(Point placement records)
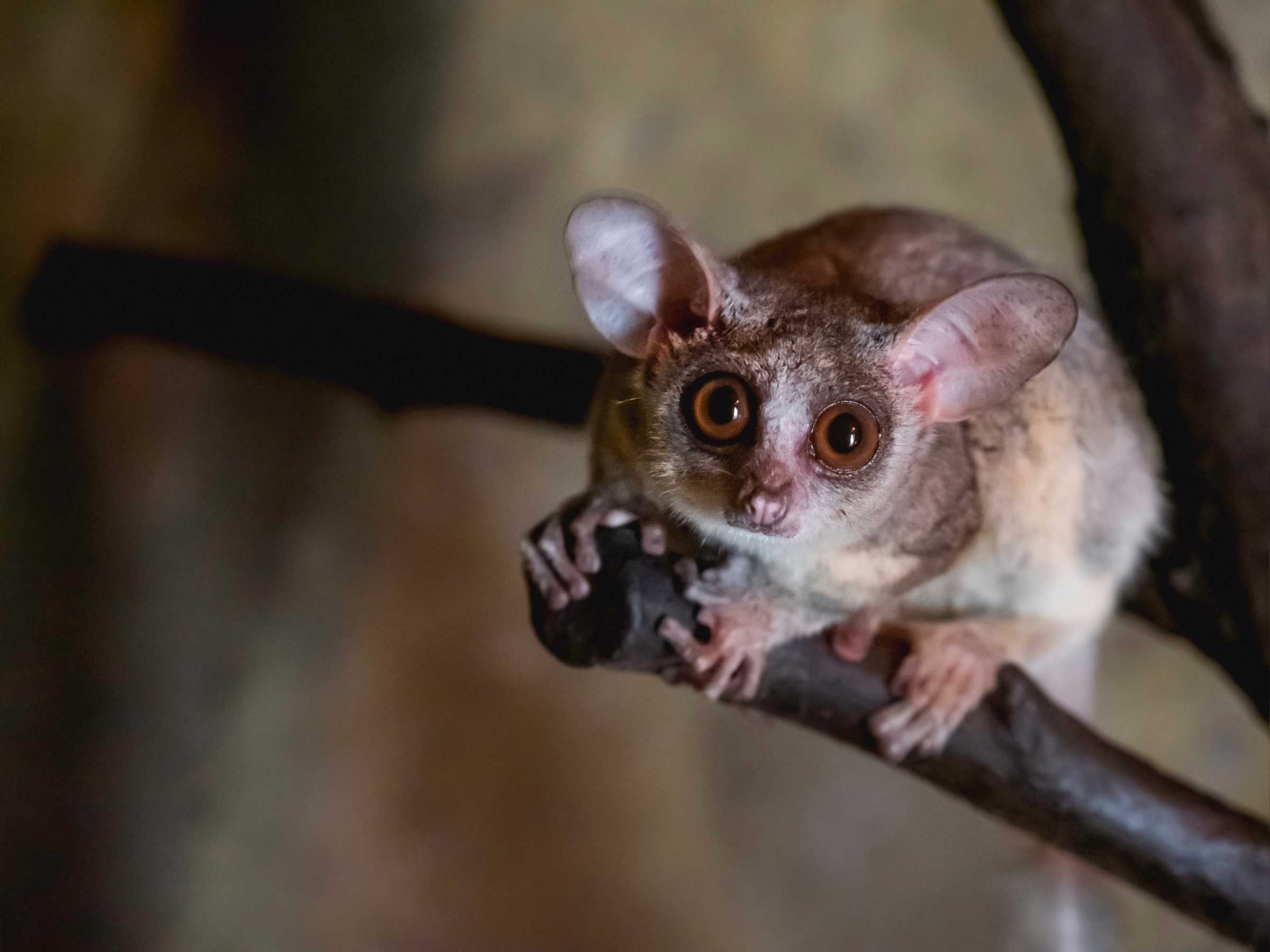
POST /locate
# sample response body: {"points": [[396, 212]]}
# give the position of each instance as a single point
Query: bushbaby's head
{"points": [[780, 405]]}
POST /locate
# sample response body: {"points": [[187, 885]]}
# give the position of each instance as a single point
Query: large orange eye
{"points": [[845, 436], [718, 408]]}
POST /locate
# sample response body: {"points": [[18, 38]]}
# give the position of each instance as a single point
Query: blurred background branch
{"points": [[244, 621]]}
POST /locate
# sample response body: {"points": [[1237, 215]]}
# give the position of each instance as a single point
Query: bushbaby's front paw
{"points": [[943, 680], [562, 579], [731, 664]]}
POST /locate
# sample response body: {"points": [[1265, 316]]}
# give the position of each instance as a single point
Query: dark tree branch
{"points": [[1174, 178], [1018, 757], [398, 357], [1173, 173]]}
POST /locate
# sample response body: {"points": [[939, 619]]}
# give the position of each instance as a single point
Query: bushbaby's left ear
{"points": [[977, 347]]}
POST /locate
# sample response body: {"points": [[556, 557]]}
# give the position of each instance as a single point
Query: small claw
{"points": [[723, 674], [681, 639], [901, 728], [543, 576], [653, 537], [551, 545], [615, 518], [586, 555]]}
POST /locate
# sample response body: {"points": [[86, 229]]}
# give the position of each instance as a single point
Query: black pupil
{"points": [[843, 433], [723, 407]]}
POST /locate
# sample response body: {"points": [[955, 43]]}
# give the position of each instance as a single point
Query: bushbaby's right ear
{"points": [[639, 277]]}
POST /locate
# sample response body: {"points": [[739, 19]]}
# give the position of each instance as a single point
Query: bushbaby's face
{"points": [[782, 404], [780, 422]]}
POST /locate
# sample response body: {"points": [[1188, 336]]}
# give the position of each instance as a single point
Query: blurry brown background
{"points": [[266, 676]]}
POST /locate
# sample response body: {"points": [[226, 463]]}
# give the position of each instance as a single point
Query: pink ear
{"points": [[977, 347], [638, 274]]}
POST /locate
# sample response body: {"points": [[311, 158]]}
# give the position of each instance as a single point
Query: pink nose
{"points": [[766, 509]]}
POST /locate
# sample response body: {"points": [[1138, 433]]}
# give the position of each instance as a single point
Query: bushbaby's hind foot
{"points": [[943, 680], [547, 559], [746, 617]]}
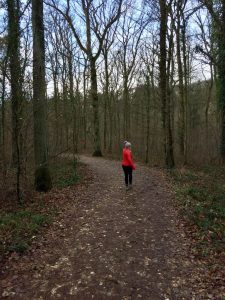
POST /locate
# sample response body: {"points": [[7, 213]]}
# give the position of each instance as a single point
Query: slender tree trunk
{"points": [[163, 83], [126, 109], [148, 99], [16, 85], [3, 113], [221, 75], [95, 104], [42, 174]]}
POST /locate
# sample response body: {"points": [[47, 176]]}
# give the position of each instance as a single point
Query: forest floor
{"points": [[108, 243]]}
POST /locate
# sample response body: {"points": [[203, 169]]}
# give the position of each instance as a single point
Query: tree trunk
{"points": [[163, 83], [42, 174], [95, 104], [16, 84], [221, 75]]}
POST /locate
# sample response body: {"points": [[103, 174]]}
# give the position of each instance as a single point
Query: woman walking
{"points": [[128, 165]]}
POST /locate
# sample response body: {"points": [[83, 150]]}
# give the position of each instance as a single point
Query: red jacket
{"points": [[127, 159]]}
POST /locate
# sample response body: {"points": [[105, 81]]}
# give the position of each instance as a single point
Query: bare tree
{"points": [[42, 174], [96, 31]]}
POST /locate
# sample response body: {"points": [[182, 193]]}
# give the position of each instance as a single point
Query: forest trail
{"points": [[113, 244]]}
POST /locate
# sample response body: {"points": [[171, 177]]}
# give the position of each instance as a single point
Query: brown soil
{"points": [[110, 244]]}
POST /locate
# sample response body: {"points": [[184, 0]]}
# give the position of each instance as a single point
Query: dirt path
{"points": [[112, 245]]}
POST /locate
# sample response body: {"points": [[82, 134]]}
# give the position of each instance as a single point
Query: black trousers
{"points": [[128, 174]]}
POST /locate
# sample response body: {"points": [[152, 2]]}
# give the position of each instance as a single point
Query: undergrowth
{"points": [[200, 194], [20, 225]]}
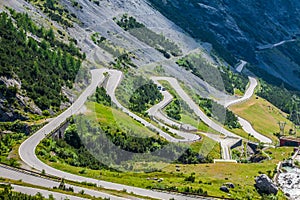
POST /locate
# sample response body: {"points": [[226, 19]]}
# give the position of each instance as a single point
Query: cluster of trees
{"points": [[102, 97], [6, 194], [173, 110], [123, 62], [43, 66], [219, 77], [141, 32], [56, 12], [85, 144], [9, 93], [218, 112], [145, 96], [7, 142], [192, 157]]}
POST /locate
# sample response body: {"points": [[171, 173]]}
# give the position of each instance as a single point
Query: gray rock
{"points": [[229, 185], [224, 188], [265, 185]]}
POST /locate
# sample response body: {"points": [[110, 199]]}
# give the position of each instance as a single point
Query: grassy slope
{"points": [[207, 147], [263, 116], [113, 117], [211, 176]]}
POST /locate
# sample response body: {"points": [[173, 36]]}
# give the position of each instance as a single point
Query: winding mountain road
{"points": [[174, 83], [244, 123], [27, 148]]}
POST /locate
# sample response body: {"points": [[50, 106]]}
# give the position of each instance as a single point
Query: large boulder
{"points": [[224, 188], [265, 185]]}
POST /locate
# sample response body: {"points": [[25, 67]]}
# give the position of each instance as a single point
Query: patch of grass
{"points": [[263, 116], [209, 177], [108, 116], [207, 147]]}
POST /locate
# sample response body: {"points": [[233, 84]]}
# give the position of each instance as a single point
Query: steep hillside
{"points": [[264, 33]]}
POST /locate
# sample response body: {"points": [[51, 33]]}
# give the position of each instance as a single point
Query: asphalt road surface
{"points": [[27, 148]]}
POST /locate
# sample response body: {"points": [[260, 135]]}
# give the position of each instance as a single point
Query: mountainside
{"points": [[264, 33]]}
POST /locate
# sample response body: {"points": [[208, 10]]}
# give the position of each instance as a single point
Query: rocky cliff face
{"points": [[264, 33]]}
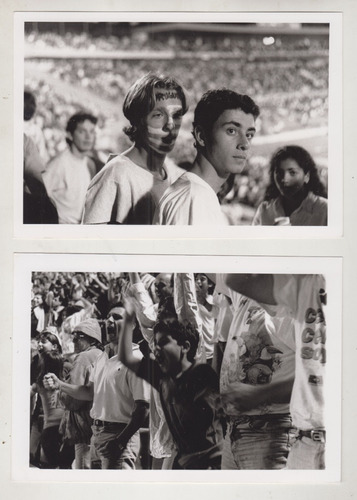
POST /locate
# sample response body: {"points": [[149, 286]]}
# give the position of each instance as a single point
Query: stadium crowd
{"points": [[218, 354], [291, 89]]}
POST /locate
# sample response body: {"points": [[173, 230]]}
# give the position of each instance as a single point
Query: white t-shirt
{"points": [[115, 389], [208, 322], [66, 179], [124, 193], [254, 353], [189, 201], [300, 297]]}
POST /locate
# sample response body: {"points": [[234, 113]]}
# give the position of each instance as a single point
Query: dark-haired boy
{"points": [[223, 127], [68, 175], [188, 391]]}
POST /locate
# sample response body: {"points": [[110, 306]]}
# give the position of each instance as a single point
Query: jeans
{"points": [[306, 454], [257, 442], [105, 441], [82, 456]]}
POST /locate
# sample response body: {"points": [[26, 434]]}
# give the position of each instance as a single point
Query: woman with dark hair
{"points": [[295, 196], [128, 188], [51, 360]]}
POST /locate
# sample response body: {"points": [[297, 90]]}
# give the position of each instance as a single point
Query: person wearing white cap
{"points": [[76, 423]]}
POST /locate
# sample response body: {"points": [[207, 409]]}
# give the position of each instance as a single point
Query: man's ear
{"points": [[199, 136]]}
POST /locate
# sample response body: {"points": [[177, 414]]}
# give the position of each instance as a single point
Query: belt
{"points": [[314, 434], [103, 423]]}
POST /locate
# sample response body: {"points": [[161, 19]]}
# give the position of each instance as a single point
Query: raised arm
{"points": [[125, 348], [258, 287], [247, 397], [81, 392]]}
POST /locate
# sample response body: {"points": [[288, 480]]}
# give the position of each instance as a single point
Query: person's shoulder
{"points": [[118, 168], [204, 375], [59, 158]]}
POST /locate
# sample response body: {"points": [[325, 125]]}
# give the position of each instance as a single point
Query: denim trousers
{"points": [[306, 454], [106, 440], [82, 456], [257, 442]]}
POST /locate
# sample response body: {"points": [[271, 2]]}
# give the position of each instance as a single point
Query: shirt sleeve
{"points": [[285, 291], [102, 199], [146, 311], [257, 219], [139, 387], [150, 371]]}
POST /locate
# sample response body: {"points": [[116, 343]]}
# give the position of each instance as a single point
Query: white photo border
{"points": [[25, 264], [335, 154]]}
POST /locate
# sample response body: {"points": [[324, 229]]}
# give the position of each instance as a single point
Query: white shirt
{"points": [[255, 353], [299, 296], [115, 389], [66, 179], [189, 201]]}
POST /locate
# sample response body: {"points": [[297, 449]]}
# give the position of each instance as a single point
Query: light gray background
{"points": [[344, 247]]}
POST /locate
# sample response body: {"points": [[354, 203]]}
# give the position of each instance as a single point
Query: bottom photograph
{"points": [[175, 370]]}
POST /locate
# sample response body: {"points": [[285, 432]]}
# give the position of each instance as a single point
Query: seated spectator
{"points": [[188, 391], [67, 175], [126, 190], [295, 195]]}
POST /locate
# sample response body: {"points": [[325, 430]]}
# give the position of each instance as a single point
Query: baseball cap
{"points": [[89, 327]]}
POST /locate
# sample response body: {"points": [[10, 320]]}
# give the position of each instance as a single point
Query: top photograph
{"points": [[231, 124]]}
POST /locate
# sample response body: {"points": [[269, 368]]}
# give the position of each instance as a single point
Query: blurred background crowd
{"points": [[283, 67]]}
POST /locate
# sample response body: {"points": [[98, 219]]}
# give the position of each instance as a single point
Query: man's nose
{"points": [[243, 142], [170, 125]]}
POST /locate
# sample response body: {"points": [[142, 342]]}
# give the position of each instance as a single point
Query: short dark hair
{"points": [[304, 160], [180, 332], [77, 118], [140, 100], [29, 105], [214, 102]]}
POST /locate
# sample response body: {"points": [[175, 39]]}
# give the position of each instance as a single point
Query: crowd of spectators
{"points": [[292, 91]]}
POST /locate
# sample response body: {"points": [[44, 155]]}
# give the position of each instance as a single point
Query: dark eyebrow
{"points": [[237, 124]]}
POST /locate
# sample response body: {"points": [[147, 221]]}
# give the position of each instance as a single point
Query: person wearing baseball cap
{"points": [[76, 423]]}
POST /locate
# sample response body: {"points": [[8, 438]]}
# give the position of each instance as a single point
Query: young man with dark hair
{"points": [[68, 175], [188, 391], [223, 127], [301, 297]]}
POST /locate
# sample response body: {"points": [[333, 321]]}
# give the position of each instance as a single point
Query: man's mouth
{"points": [[168, 139]]}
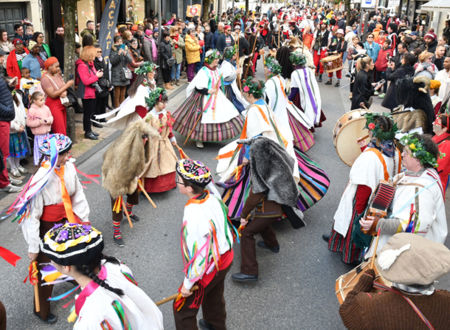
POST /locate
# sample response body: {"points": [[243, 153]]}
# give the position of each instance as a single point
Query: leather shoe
{"points": [[51, 318], [263, 245], [241, 277], [90, 136], [205, 325]]}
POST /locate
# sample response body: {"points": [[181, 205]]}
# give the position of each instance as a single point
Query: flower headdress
{"points": [[145, 68], [154, 97], [297, 58], [272, 65], [211, 55], [375, 128], [253, 87], [229, 52], [415, 144]]}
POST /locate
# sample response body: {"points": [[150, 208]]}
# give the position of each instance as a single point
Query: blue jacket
{"points": [[32, 63], [6, 102], [372, 50]]}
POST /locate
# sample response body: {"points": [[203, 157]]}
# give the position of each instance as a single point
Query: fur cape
{"points": [[126, 159], [271, 171]]}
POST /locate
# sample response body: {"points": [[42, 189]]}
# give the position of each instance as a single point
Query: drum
{"points": [[348, 129], [345, 283], [332, 63]]}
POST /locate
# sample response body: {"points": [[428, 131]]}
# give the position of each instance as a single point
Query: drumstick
{"points": [[372, 263]]}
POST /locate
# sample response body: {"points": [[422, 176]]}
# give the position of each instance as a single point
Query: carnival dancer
{"points": [[271, 188], [418, 204], [229, 73], [159, 176], [124, 164], [133, 107], [53, 195], [207, 248], [413, 264], [207, 115], [379, 161], [109, 297], [305, 93], [291, 119]]}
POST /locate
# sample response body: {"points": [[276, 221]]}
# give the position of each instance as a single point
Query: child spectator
{"points": [[18, 146], [40, 121]]}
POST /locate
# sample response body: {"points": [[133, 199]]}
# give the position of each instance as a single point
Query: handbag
{"points": [[127, 72]]}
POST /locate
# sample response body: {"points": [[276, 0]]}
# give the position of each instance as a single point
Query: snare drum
{"points": [[345, 283], [332, 63], [348, 129]]}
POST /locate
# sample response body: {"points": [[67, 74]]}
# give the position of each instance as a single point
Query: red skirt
{"points": [[161, 183]]}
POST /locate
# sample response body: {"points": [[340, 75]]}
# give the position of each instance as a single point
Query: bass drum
{"points": [[348, 129]]}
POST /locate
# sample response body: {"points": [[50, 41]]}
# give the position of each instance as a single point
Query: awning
{"points": [[436, 4]]}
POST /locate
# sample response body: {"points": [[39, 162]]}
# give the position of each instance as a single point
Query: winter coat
{"points": [[390, 100], [382, 62], [6, 102], [39, 119], [118, 63], [86, 77], [165, 52], [192, 49]]}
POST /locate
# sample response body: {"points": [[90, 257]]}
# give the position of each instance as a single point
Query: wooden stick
{"points": [[145, 194], [372, 262], [172, 297], [126, 213]]}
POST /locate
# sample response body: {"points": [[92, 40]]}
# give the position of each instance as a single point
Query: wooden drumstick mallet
{"points": [[172, 297]]}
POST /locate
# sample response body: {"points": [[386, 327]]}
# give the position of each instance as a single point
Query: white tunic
{"points": [[310, 99], [228, 71], [366, 170], [431, 208], [140, 310], [49, 195], [197, 229], [216, 107]]}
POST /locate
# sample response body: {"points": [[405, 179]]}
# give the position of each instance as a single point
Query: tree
{"points": [[70, 7]]}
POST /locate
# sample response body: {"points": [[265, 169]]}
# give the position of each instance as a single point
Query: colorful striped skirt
{"points": [[18, 145], [303, 138], [314, 182], [188, 122]]}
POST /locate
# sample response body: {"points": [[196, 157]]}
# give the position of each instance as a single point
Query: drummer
{"points": [[418, 204], [412, 302], [380, 160]]}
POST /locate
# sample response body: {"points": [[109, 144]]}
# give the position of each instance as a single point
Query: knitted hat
{"points": [[61, 142], [412, 259], [211, 55], [297, 58], [194, 171], [72, 244]]}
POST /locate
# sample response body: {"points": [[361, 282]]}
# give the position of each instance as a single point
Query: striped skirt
{"points": [[303, 138], [314, 182], [188, 123]]}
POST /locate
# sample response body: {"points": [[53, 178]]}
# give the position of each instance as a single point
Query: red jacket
{"points": [[12, 67], [381, 63]]}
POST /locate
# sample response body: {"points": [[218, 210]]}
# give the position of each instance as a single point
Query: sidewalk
{"points": [[83, 149]]}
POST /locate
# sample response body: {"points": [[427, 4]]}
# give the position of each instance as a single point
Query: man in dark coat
{"points": [[6, 116]]}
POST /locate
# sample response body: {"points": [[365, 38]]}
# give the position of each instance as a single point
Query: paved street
{"points": [[295, 288]]}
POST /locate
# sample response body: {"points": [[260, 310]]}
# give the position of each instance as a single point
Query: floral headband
{"points": [[155, 96], [253, 87], [418, 150], [375, 128], [211, 55]]}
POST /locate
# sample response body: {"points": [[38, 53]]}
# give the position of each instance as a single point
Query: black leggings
{"points": [[88, 112]]}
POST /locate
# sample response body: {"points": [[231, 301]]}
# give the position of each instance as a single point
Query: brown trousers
{"points": [[131, 199], [213, 306], [45, 292], [249, 265]]}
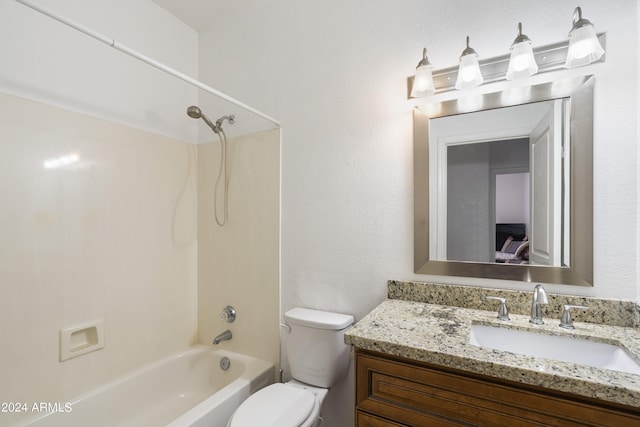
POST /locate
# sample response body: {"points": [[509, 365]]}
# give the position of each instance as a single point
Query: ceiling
{"points": [[199, 14]]}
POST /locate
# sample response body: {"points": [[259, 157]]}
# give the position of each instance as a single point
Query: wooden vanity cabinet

■ **DIRECTIVE**
Extract every line of the data above that contains the string "wearing", and copy each line in full. Matching is case-sensitive.

■ **SOLVED PROBLEM**
Query: person wearing white cap
Query: person wearing baseball cap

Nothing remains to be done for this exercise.